======== Extract to read

The fact that calling the absence of bad luck does not really equate with good luck has occured to me, but I'm in a positive mood so don't spoil it. And the other day I was out to dinner with some old compadres from my University Students Union, and was reminiscing about the particularly loathsome behaviour of a former Social Secretary, who went out with a mutual friend, borrowed her life savings for a "business idea" and promptly disappeared. Hopefully wherever he goes this story follows him around and fucks his life up - if Michael Henchard couldn't escape his past, neither should this little toad.

That was a bit serious. When I first got given charlatanry I nearly wrote about early 1990s music. But that would have been a terrible joke, and as you know I wouldn't dream of making one of those.

Tuesday 8 February 2011

Substance (wayleave)

I am caught in the horrible situation of wondering whether any of these random words have ever cropped up before. It's not that easy. But as I start to type about "substance", I realise that I have! Back in the mists of time I've had this one before. So what do I do?

One swaps of course.

WAYLEAVE

This what happens when you counter your fear of getting another repeat word by selecting "uncommon" on the Random Word generator. Uncommon? I think that might be a little understating the case when it comes to "wayleave". Still wayleave is finding a way through this tricky situation and out into the clear, so I should be grateful. God knows what I'll get if I select "obscure", though. Oh well, got to take a look.

Unprayerfulness. Is that more obscure than wayleave? Don't answer that.

================
======== Provided material

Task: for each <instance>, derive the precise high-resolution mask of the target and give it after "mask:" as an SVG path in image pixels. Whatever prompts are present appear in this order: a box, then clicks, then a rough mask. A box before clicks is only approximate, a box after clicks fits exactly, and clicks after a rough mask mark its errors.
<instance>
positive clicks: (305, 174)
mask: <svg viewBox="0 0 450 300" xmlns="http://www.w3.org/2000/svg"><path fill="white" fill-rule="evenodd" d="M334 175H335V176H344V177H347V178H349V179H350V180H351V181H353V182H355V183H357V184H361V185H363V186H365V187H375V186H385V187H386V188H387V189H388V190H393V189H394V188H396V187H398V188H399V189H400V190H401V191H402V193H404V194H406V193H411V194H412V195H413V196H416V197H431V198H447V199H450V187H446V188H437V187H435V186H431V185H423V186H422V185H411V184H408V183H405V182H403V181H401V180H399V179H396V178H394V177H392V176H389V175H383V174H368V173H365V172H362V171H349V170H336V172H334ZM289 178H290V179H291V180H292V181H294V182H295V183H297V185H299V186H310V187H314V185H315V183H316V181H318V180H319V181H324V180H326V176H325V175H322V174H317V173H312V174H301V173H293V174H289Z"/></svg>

================
======== Provided material

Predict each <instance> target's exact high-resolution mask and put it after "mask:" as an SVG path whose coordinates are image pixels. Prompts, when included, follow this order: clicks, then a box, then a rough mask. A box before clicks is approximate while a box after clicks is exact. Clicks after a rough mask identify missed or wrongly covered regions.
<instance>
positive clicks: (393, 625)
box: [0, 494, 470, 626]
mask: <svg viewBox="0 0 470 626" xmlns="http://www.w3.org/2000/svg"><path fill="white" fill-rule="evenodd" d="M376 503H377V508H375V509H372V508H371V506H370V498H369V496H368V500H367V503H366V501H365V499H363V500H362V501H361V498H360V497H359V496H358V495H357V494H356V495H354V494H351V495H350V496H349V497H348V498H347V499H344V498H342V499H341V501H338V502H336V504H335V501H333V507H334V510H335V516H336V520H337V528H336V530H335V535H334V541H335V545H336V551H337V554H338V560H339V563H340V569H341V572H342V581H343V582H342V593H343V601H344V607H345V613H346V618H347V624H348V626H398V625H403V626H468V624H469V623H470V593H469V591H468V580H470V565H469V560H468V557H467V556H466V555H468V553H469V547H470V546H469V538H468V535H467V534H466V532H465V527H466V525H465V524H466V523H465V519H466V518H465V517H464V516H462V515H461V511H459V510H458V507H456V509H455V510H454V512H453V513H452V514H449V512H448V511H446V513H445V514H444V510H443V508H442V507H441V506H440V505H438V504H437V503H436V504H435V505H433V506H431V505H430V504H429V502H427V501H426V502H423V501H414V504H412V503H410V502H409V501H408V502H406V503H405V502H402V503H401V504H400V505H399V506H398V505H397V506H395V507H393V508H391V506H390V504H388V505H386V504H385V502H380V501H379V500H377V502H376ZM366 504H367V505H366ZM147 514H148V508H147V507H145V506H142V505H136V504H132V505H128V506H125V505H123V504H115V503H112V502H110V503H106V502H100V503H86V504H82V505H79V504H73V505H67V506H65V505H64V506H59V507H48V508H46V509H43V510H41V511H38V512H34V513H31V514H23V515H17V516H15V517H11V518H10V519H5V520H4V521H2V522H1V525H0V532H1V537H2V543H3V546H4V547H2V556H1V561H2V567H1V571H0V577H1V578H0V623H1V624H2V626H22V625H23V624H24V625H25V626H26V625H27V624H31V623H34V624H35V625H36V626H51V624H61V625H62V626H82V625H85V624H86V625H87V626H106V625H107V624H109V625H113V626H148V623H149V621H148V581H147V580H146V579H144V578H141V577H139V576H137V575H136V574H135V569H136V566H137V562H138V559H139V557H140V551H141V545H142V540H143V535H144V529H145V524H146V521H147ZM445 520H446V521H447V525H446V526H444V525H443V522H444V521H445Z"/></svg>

================

Resume the blog entry about random words, picking up right after its final line.

Rewriting

As you can probably tell from the listless prose and occasionally hideous spelling on Trampling, I'm not a big fan off rewriting. Hell, I'm not even a big fan of proof reading. This is because - incontrovertibly - I am not an artist, or a craftsman, or any other kind of romantic classification that suggests someone applying inspiration to the polishing of well-balanced phrases. No, I'm a whimsical stream of consciousness waffler, somehow blagging it and hoping no-one notices.

Rewriting, for me, evokes the following scenario:

Me: [saying something - it doesn't really matter what]
Other: That's spot on. Let me write that down. Now, say that again.
Me: Say what?
Other: What you just said.
Me: I have no idea what I just said.
Other: You must have! It was brilliant!
Me: Really? What did I say?

If it was at all good the first time round, I won't make it better by fiddling with it. And if it was shit the first time, it's probably best just to forget about it.

(by the way, I know all this is self-indulgent bollocks, and am fully aware of the art of killing one's baby. Metaphorical baby-killing, that is, before anyone calls the authorities.)

Intellectual

I'm not feeling very intellectual at the moment. I'm not feeling very anything at the moment, but intellectual is one things that I'm currently feeling more not than many other things. My absence from this blog/project/experiment/self-indulgence is linked to the same intellectual stupor, and is a source of massive - if slightly lethargic - irritation. I really wouldn't mind waking up one day and being able to pronounce the word chrysanthemum, but a blank mind just won't do.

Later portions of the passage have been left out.